§ **Excerpt provided**
Organize the API around resources

Focus on the business entities that the web API exposes. For example, in an e-commerce system, the primary entities might be customers and orders. Creating an order can be achieved by sending an HTTP POST request that contains the order information. The HTTP response indicates whether the order was placed successfully or not. When possible, resource URIs should be based on nouns (the resource) and not verbs (the operations on the resource).

https://adventure-works.com/orders // Good

https://adventure-works.com/create-order // Avoid

A resource doesn't have to be based on a single physical data item. For example, an order resource might be implemented internally as several tables in a relational database, but presented to the client as a single entity. Avoid creating APIs that simply mirror the internal structure of a database. The purpose of REST is to model entities and the operations that an application can perform on those entities. A client should not be exposed to the internal implementation.

Entities are often grouped together into collections (orders, customers). A collection is a separate resource from the item within the collection and should have its own URI. For example, the following URI might represent the collection of orders:

https://adventure-works.com/orders

Sending an HTTP GET request to the collection URI retrieves a list of items in the collection. Each item in the collection also has its own unique URI. An HTTP GET request to the item's URI returns the details of that item.

Adopt a consistent naming convention in URIs. In general, it helps to use plural nouns for URIs that reference collections. It's a good practice to organize URIs for collections and items into a hierarchy. For example, /customers is the path to the customers collection, and /customers/5 is the path to the customer with ID equal to 5. This approach helps to keep the web API intuitive. Also, many web API frameworks can route requests based on parameterized URI paths, so you could define a route for the path /customers/{id}.

§ **Items**
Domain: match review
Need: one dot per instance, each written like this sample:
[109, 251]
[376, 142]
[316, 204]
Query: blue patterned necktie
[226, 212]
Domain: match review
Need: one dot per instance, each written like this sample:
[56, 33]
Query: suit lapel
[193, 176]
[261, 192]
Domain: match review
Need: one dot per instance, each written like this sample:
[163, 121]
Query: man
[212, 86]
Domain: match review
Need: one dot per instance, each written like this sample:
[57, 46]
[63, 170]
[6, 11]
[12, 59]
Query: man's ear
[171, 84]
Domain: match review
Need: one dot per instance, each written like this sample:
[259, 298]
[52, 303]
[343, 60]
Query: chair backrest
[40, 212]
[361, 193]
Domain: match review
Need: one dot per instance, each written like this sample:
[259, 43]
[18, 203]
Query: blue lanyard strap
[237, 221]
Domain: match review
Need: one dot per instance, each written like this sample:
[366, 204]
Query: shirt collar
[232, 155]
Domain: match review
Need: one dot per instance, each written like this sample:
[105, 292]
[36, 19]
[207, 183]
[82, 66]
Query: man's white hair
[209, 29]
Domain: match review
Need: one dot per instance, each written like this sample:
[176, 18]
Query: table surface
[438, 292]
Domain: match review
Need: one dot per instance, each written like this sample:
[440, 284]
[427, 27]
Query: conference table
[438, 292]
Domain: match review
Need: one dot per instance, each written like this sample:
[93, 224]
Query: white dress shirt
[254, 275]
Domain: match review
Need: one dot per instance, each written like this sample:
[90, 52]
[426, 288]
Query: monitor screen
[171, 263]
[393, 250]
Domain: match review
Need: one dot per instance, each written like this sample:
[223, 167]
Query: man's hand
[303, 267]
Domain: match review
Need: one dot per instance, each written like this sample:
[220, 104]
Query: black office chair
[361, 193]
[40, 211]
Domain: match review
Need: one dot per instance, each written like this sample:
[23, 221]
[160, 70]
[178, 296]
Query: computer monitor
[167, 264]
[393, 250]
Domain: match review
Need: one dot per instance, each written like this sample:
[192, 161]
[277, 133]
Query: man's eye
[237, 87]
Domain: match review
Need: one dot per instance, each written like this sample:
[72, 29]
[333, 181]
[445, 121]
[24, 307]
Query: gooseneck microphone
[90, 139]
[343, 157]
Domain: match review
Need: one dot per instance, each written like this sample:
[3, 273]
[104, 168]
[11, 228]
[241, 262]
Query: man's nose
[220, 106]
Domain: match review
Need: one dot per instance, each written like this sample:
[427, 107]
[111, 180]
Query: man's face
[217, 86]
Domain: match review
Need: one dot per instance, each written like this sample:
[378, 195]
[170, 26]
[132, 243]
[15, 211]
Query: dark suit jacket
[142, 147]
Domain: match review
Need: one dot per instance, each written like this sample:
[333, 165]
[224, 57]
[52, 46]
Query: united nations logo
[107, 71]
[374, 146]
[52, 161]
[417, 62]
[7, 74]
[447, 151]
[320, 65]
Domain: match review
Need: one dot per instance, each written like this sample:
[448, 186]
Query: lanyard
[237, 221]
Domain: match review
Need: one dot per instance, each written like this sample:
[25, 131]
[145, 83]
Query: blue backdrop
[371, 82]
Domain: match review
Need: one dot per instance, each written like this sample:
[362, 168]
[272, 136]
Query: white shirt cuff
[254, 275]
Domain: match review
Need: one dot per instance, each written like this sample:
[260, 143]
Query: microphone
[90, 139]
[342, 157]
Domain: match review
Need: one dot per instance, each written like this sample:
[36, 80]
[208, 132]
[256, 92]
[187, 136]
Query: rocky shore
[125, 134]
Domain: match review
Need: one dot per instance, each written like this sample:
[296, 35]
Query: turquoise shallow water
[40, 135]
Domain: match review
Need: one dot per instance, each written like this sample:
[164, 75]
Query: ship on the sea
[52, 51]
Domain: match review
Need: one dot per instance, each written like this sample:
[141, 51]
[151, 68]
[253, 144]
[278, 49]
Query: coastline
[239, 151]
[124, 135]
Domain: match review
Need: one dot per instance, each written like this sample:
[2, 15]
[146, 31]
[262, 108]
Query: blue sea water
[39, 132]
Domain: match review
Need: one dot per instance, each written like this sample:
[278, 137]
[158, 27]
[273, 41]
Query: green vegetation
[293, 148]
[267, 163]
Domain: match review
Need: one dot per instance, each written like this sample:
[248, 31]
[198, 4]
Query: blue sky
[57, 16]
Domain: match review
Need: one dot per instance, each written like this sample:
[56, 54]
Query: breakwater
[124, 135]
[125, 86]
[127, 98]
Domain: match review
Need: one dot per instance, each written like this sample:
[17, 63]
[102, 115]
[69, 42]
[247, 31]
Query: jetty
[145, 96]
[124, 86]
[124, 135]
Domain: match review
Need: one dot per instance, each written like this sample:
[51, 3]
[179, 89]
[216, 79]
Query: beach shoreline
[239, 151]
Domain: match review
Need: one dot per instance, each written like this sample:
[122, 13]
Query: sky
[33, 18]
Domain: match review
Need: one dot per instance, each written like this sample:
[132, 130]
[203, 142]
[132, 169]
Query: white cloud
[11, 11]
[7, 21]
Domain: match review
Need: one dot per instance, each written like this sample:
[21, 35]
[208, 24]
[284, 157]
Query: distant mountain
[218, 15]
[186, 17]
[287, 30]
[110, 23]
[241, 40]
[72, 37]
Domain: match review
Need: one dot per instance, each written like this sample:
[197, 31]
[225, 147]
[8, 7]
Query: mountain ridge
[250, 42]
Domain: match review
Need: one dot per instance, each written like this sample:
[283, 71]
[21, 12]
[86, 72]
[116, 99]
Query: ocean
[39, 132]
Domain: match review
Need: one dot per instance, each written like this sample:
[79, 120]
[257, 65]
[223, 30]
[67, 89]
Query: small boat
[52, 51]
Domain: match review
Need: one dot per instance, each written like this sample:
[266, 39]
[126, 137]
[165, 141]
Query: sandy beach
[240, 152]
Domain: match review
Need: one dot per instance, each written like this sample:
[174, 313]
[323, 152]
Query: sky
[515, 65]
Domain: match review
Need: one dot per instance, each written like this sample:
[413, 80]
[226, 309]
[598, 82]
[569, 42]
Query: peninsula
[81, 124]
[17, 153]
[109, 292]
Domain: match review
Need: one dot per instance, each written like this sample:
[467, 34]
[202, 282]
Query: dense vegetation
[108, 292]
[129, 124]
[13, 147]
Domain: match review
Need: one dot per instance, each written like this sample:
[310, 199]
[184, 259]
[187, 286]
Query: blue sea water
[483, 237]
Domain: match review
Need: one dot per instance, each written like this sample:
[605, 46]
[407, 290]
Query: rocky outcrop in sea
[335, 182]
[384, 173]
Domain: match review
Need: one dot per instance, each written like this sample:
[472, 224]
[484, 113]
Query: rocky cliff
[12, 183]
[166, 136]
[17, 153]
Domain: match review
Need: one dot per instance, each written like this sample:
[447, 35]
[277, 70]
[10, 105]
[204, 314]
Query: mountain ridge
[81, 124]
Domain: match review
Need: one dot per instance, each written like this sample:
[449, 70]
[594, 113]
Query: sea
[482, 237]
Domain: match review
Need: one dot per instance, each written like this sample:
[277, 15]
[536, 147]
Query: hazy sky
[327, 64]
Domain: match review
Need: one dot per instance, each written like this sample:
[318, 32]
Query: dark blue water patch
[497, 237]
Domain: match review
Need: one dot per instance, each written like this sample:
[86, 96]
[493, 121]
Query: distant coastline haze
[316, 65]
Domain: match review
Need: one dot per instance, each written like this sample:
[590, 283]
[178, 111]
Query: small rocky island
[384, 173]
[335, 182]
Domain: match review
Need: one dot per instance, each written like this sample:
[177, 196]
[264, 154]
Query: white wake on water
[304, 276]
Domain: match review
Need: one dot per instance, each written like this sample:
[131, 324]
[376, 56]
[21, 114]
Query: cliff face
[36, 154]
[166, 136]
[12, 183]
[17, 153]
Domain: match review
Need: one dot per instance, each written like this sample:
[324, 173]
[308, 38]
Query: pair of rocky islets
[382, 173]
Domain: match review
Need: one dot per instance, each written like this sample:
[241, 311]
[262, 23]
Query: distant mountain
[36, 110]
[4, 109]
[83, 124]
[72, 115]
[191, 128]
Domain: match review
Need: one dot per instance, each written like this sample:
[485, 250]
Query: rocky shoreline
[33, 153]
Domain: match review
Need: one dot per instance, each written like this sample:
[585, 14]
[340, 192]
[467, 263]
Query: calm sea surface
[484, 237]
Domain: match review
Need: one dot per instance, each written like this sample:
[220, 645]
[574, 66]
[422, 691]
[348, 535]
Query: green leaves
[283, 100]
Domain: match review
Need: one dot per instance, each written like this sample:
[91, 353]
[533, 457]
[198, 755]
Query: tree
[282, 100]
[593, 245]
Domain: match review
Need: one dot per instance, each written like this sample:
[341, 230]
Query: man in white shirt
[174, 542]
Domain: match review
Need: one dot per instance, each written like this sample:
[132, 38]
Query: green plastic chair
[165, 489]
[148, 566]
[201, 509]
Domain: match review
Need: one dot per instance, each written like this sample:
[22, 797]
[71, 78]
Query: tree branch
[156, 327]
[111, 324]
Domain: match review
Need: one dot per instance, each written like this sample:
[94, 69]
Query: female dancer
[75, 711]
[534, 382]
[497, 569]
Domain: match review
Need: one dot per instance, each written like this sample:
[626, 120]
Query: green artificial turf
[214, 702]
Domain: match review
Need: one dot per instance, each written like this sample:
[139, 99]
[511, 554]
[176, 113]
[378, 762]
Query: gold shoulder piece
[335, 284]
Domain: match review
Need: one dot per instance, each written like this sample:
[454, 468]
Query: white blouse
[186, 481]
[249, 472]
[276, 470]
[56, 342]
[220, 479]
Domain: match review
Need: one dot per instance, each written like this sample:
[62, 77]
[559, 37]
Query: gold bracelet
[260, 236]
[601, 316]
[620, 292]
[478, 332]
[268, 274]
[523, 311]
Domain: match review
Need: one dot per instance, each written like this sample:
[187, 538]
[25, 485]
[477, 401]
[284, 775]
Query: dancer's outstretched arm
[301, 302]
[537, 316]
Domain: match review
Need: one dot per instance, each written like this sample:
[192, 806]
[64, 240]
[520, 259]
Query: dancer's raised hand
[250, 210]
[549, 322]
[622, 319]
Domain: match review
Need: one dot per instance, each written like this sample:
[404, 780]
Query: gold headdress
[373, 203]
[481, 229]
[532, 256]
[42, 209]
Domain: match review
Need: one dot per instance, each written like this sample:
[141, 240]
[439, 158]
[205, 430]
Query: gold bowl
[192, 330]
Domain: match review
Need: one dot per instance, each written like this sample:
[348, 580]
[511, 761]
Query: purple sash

§ **To be done**
a: Reproduce the passage from the guidance on organizing an API around resources, starting with "https://adventure-works.com/orders // Good" and going on through "the internal implementation.", with "client" replaced by "consumer".
b: Extend the guidance on organizing a web API around resources, picking up after its final sentence.

§ **Exercise answers**
a:
https://adventure-works.com/orders // Good

https://adventure-works.com/create-order // Avoid

A resource doesn't have to be based on a single physical data item. For example, an order resource might be implemented internally as several tables in a relational database, but presented to the consumer as a single entity. Avoid creating APIs that simply mirror the internal structure of a database. The purpose of REST is to model entities and the operations that an application can perform on those entities. A consumer should not be exposed to the internal implementation.

b:
Also consider the relationships between different types of resources and how you might expose these associations. For example, the /customers/5/orders might represent all of the orders for customer 5. You could also go in the other direction, and represent the association from an order back to a customer with a URI such as /orders/99/customer.

In more complex systems, it can be tempting to provide URIs that enable a client to navigate through several levels of relationships, such as /customers/1/orders/99/products. However, this level of complexity can be difficult to maintain and is inflexible if the relationships between resources change in the future. Instead, try to keep URIs relatively simple. Once an application has a reference to a resource, it should be possible to use this reference to find items related to that resource. The preceding query can be replaced with the URI /customers/1/orders to find all the orders for customer 1, and then /orders/99/products to find the products in this order.

Define operations in terms of HTTP methods

The HTTP protocol defines a number of methods that assign semantic meaning to a request. The common HTTP methods used by most RESTful web APIs are:

  • GET retrieves a representation of the resource at the specified URI. The body of the response message contains the details of the requested resource.
  • POST creates a new resource at the specified URI. The body of the request message provides the details of the new resource. Note that POST can also be used to trigger operations that don't actually create resources.
  • PUT either creates or replaces the resource at the specified URI. The body of the request message specifies the resource to be created or updated.
  • PATCH performs a partial update of a resource. The request body specifies the set of changes to apply to the resource.
  • DELETE removes the resource at the specified URI.

The effect of a specific request should depend on whether the resource is a collection or an individual item. The following table summarizes the common conventions adopted by most RESTful implementations using the e-commerce example. Not all of these requests might be implemented—it depends on the specific scenario.

Resource

POST

GET

PUT

DELETE

/customers

Create a new customer

Retrieve all customers

Bulk update of customers

Remove all customers

/customers/1

Error

Retrieve the details for customer 1

Update the details of customer 1 if it exists

Remove customer 1

/customers/1/orders

Create a new order for customer 1

Retrieve all orders for customer 1

Bulk update of orders for customer 1

Remove all orders for customer 1

The differences between POST, PUT, and PATCH can be confusing.

  • A POST request creates a resource. The server assigns a URI for the new resource, and returns that URI to the client. In the REST model, you frequently apply POST requests to collections. The new resource is added to the collection. A POST request can also be used to submit data for processing to an existing resource, without any new resource being created.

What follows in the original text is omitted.